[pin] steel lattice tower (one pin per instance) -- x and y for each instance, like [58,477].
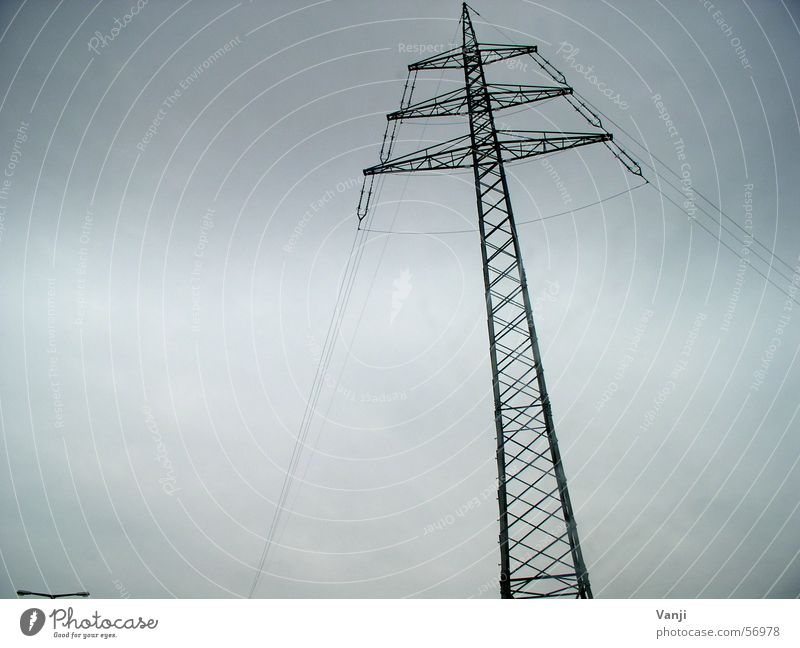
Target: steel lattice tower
[539,547]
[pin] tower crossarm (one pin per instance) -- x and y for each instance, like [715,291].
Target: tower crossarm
[514,145]
[518,145]
[490,53]
[501,95]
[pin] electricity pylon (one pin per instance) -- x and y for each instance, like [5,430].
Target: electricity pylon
[540,554]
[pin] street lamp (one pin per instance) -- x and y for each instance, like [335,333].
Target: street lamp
[28,593]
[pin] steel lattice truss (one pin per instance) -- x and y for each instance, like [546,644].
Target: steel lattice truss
[539,547]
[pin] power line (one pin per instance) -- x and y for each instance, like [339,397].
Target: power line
[523,222]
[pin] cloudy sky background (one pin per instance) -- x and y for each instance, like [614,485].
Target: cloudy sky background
[166,296]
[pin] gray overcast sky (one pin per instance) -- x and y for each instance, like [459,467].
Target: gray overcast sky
[174,224]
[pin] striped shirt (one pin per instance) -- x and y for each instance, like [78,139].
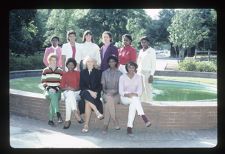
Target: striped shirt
[51,78]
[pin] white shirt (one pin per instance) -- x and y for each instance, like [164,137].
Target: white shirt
[147,60]
[68,51]
[92,50]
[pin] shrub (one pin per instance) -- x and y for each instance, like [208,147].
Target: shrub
[190,64]
[21,62]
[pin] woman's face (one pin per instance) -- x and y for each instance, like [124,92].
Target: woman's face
[52,62]
[72,38]
[144,44]
[131,69]
[55,42]
[88,38]
[90,63]
[112,63]
[70,66]
[126,41]
[105,38]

* **TASK DETAILS**
Leaving the pictures aside, transcribe the entire listing exactly.

* **EXPECTED ANSWER**
[pin] steel lattice tower (one pin per instance) -- x and y for each instance, like [58,477].
Target: steel lattice tower
[539,547]
[pin] tower crossarm (one pin per instance) -- x and y for each instance, like [715,291].
Target: tower crossarm
[514,145]
[518,145]
[490,53]
[501,95]
[pin] electricity pylon (one pin per instance) -- x and y for each instance, like [5,430].
Target: electricity pylon
[540,554]
[pin] street lamp (one pin per instance) -- x and y for each instance, like [335,333].
Target: street lamp
[28,593]
[pin] steel lattice truss (one pin per instance) -- x and y for each instance, like [546,644].
Target: steel lattice truss
[539,547]
[pin] power line (one pin per instance) -- x and y for each instance, like [339,397].
Target: power line
[523,222]
[pin] cloudy sky background (one pin per instance) -- x and y for each instance, like [614,485].
Target: cloudy sky background
[166,296]
[pin] gray overcast sky (one pin per instance) -- x and y for each instance, like [459,467].
Target: gray overcast sky
[174,224]
[pin] striped shirt (one pin per instance) -- x and y for each instance, like [78,139].
Target: striped shirt
[51,78]
[pin] white shirt (one pin per instance) -- x and y for each instance, like [164,137].
Target: white shirt
[147,60]
[68,51]
[92,50]
[pin] shrub (one pin per instance) -- x and y for each instance, like [208,147].
Target: shrub
[190,64]
[21,62]
[pin] woman's face (one pin per instance) -- x and y for each instance, like [124,92].
Target: woman's face
[52,62]
[72,38]
[144,44]
[131,69]
[55,42]
[88,38]
[90,63]
[112,63]
[70,66]
[126,41]
[105,38]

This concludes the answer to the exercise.